#### Provided records ####

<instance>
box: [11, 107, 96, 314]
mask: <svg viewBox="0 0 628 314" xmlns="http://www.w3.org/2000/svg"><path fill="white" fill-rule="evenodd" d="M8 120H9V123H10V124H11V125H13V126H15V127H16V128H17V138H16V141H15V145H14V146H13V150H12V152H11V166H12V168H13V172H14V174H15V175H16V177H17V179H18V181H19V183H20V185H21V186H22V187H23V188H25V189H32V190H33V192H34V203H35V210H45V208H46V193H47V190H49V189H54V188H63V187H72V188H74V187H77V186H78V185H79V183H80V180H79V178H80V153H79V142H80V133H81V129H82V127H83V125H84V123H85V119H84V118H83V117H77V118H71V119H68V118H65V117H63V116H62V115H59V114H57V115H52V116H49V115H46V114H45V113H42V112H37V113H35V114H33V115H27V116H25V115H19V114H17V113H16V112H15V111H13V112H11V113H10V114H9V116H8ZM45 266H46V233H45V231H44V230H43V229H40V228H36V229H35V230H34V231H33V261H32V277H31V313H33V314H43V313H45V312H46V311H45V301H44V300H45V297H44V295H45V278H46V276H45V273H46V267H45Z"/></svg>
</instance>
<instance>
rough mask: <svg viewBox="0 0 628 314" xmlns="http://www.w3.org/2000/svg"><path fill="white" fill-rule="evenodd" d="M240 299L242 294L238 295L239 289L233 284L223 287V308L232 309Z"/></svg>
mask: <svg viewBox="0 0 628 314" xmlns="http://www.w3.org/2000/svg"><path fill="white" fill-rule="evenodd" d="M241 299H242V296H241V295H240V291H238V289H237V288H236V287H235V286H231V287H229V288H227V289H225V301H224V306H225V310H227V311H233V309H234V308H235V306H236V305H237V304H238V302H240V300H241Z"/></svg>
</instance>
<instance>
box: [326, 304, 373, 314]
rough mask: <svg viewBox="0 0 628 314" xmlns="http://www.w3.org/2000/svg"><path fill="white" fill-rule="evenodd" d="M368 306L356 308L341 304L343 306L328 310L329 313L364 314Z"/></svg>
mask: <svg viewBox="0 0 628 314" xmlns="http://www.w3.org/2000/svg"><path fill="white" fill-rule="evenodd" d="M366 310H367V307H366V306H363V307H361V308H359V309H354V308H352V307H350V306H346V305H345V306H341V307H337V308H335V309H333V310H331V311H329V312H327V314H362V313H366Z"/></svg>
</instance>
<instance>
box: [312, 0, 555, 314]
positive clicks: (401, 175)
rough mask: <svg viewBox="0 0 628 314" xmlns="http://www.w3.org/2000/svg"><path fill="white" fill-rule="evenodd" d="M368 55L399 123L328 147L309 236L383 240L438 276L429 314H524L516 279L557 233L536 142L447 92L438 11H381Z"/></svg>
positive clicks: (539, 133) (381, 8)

####
#### Provided records ####

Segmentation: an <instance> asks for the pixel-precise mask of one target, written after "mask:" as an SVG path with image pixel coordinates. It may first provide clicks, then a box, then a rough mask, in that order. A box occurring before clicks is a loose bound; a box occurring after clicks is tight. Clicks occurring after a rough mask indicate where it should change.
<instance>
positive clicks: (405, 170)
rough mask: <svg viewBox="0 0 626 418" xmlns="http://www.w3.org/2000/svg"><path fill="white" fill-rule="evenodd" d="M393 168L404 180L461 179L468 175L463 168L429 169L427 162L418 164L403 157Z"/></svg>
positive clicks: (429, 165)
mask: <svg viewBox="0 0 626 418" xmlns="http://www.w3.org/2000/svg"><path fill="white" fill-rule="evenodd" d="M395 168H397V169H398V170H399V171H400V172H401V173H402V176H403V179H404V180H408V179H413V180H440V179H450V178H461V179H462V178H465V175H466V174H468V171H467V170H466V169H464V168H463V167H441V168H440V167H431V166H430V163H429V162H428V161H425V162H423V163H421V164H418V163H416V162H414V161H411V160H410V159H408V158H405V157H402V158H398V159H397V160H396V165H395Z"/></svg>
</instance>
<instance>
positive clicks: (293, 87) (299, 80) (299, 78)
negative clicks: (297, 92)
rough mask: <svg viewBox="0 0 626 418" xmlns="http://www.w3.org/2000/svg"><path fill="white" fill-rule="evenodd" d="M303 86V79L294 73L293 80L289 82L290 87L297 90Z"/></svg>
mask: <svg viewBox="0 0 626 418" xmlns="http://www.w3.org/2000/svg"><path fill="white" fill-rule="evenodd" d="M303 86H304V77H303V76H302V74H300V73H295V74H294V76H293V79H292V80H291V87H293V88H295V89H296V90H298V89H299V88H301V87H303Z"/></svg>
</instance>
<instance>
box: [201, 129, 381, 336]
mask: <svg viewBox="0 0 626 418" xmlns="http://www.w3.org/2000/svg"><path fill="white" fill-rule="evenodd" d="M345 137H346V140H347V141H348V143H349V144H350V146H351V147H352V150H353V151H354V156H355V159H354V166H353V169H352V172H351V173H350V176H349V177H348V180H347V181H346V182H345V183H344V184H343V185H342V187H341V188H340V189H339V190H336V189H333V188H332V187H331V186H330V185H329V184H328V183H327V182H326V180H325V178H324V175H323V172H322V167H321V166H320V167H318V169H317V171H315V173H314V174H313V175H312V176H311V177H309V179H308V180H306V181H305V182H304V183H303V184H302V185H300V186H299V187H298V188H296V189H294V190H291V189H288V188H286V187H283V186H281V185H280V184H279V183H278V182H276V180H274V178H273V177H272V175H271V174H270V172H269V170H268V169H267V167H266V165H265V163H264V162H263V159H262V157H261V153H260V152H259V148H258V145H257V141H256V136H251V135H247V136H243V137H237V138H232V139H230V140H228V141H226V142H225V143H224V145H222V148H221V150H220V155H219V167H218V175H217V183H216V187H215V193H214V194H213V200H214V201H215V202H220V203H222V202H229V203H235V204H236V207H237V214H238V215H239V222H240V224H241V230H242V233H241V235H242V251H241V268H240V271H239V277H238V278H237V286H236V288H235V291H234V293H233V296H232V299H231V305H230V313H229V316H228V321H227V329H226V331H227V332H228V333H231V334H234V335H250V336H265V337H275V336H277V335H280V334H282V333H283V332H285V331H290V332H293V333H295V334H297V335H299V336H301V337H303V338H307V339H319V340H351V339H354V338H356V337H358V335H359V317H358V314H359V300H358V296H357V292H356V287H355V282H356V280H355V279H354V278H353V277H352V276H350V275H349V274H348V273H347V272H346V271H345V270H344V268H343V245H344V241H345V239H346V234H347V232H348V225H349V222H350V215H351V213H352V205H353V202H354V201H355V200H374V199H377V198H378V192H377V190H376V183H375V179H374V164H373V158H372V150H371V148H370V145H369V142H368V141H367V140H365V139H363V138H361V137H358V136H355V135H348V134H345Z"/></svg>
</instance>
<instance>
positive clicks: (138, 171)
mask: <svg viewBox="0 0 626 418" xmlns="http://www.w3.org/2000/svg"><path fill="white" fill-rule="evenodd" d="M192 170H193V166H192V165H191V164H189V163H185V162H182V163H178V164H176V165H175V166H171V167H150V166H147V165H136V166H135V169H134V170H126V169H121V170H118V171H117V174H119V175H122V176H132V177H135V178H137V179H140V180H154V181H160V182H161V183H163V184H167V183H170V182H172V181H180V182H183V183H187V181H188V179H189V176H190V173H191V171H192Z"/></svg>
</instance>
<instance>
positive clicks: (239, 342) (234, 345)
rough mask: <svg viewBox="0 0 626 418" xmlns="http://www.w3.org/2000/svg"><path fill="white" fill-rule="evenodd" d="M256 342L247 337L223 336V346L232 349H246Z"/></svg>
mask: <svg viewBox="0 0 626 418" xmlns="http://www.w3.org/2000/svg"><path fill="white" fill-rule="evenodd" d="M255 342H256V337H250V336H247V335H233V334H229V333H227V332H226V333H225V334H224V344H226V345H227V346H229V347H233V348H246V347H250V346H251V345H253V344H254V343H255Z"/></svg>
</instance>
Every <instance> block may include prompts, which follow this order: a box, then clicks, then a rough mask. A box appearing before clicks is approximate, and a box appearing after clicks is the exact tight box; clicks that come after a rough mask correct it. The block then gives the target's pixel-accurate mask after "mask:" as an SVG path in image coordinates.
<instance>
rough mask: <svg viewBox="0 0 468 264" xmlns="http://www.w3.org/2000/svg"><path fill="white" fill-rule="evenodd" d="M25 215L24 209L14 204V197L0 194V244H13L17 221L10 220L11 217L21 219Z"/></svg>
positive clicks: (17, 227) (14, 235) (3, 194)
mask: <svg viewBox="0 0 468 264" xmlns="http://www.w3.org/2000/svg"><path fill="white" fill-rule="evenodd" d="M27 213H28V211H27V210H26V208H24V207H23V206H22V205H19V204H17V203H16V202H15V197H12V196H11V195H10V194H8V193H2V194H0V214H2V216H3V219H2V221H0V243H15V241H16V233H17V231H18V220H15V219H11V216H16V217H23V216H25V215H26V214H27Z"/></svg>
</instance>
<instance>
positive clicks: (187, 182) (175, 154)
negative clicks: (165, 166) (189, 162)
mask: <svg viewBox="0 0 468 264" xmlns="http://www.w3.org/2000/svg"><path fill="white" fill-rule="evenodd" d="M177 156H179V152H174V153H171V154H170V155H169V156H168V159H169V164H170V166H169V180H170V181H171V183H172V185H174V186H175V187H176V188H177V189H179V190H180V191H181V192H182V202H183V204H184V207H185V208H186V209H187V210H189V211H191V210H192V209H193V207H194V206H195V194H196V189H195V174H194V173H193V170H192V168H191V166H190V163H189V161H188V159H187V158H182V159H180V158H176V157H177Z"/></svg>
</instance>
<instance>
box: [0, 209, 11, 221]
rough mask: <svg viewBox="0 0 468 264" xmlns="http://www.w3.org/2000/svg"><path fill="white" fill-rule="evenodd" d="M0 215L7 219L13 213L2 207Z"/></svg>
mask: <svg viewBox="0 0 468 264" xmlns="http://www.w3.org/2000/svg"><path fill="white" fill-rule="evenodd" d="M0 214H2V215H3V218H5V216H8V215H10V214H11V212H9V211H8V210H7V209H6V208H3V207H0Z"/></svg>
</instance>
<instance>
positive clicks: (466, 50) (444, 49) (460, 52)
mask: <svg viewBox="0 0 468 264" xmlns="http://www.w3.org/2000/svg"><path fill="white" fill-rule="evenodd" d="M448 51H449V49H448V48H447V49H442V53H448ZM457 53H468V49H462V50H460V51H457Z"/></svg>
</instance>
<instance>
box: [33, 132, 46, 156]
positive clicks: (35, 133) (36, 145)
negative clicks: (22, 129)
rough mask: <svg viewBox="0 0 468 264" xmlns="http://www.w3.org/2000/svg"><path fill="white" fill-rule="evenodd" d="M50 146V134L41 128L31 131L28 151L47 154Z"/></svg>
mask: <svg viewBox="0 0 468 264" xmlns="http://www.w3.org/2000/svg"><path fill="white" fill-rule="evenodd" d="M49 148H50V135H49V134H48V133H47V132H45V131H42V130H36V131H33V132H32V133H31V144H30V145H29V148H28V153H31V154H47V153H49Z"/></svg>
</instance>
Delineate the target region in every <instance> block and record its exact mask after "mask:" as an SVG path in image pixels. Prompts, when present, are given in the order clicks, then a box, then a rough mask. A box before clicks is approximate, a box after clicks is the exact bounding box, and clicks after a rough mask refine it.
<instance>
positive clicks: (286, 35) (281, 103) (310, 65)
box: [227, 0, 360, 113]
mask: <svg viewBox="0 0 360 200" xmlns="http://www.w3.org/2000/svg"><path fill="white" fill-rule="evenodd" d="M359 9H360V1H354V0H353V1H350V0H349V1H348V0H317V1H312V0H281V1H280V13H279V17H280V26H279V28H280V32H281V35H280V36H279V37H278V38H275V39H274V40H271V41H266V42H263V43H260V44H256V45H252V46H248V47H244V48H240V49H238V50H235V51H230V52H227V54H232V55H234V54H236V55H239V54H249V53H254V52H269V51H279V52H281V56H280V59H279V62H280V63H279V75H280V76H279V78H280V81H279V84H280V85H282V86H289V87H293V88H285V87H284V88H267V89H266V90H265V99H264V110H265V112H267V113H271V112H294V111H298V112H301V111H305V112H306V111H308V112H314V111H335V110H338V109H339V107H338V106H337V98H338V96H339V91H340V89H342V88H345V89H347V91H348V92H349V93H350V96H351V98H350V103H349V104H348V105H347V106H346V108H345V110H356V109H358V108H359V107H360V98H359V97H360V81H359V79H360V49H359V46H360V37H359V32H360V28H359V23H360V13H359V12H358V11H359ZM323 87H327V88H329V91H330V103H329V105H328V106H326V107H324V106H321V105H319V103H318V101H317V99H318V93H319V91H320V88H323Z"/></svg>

####

### What you should do
From the entries above, extract each line containing "after".

### Solution to this exercise
Segmentation: an <instance> asks for the pixel-precise mask of one target, written after "mask:" as an SVG path with image pixel coordinates. It may first provide clicks, then a box, then a rough mask, in that order. A box occurring before clicks is a loose bound; a box occurring after clicks is tight. Clicks occurring after a rough mask indicate where it should change.
Every <instance> block may include prompts, which follow this order: a box, then clicks, then a rough mask. A box appearing before clicks is approximate, and a box appearing after clicks is the exact tight box; clicks that come after a rough mask correct it. The block then gives the target's pixel-accurate mask after "mask:" as an SVG path in image coordinates.
Delineate the target region in every <instance> block and record its exact mask after "mask:" as an SVG path in image pixels. Prompts, when present, are given in the order clicks, then a box, then a rough mask. A box before clicks is approximate, a box after clicks is the exact bounding box, and clicks after a rough mask refine it.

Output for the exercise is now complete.